=== Objectifs ===
1/ Relevez tous les noms de lieux cités dans l'extrait sur la raffinerie des Flandres.
2/ D'après l'extrait sur la raffinerie des Flandres, quel montant de profits Total a-t-il réalisé en 2008 ?
3/ Rédigez la suite de l'extrait sur la raffinerie des Flandres à partir de sa dernière phrase.

Tout le monde attend maintenant le CCE du lundi 8 mars à Paris, au cours duquel la direction doit annoncer son plan pour l'avenir des salariés de la raffinerie des Flandres. Une manifestation groupant des travailleurs de toutes les raffineries Total du pays est prévue.
Pour les grévistes de Dunkerque, il n'y a qu'un projet acceptable : la réalisation du grand arrêt initialement prévu en mars pour mettre les installations à niveau, et le redémarrage de la raffinerie.
Total y perdrait de l'argent ? Mais cette année il s'apprête à verser aux actionnaires le même dividende que l'an passé, alors qu'il a fait des profits de 8 milliards, contre 14 en 2008. Il garantit donc les revenus des actionnaires malgré la baisse de ses profits. Alors pourquoi ne répartirait-il pas le travail entre les différents sites, en garantissant leur emploi et leurs salaires aux travailleurs de Total Dunkerque et aux sous-traitants ?
Serge VIARD
a écrit :8 milliards pour Total : Et ils n'en ont pas assez !

Données sources:
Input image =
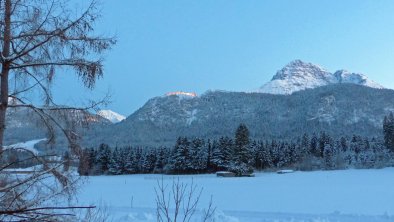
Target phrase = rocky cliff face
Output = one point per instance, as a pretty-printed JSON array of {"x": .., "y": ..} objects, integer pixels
[{"x": 299, "y": 75}]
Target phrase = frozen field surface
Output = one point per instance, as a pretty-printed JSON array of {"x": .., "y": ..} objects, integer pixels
[{"x": 320, "y": 196}]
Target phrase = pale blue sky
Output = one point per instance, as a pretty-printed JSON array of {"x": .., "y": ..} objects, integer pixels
[{"x": 198, "y": 45}]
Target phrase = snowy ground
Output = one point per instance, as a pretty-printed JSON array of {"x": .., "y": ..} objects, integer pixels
[{"x": 347, "y": 195}]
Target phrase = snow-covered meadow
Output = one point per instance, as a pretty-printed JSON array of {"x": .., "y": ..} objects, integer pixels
[{"x": 345, "y": 195}]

=== Réponses ===
1/ Paris, Flandres, Dunkerque

2/ 14 milliards.

3/
La direction de Total a tenté de justifier son projet de fermeture de la raffinerie des Flandres de Dunkerque par les « surcapacités » de raffinage face à une « consommation en baisse ». Total « perdrait » ainsi tous les mois, selon ses dires, environ 100 millions d'euros dans le raffinage en France. Mais cette séparation au sein du groupe, entre un secteur qui serait en perte et d'autres qui ne le seraient pas, a tout de l'arbitraire. À ce qu'on sait, Total gagne de l'argent, et pas qu'un peu.
Même si cela était vrai, ce dont on peut douter, sur une année la supposée perte s'élèverait donc à 1 milliard 200 millions. Or les bénéfices globaux de Total pour l'année 2009 se sont élevés à 8 milliards d'euros, et depuis l'année 2000 le groupe a réalisé 100 milliards d'euros de bénéfices. Le moins qu'on puisse dire, c'est qu'il reste largement de quoi maintenir tous les emplois.
Mais, comme le déclarait Christophe de Margerie dans le Figaro du 2 mars : « L'important c'est d'avoir une société qui se porte bien. 8 milliards d'euros en 2009 c'est peut-être, sans provocation, pas assez. » C'est bien cela le problème : les capitalistes n'en ont jamais assez.
A. R.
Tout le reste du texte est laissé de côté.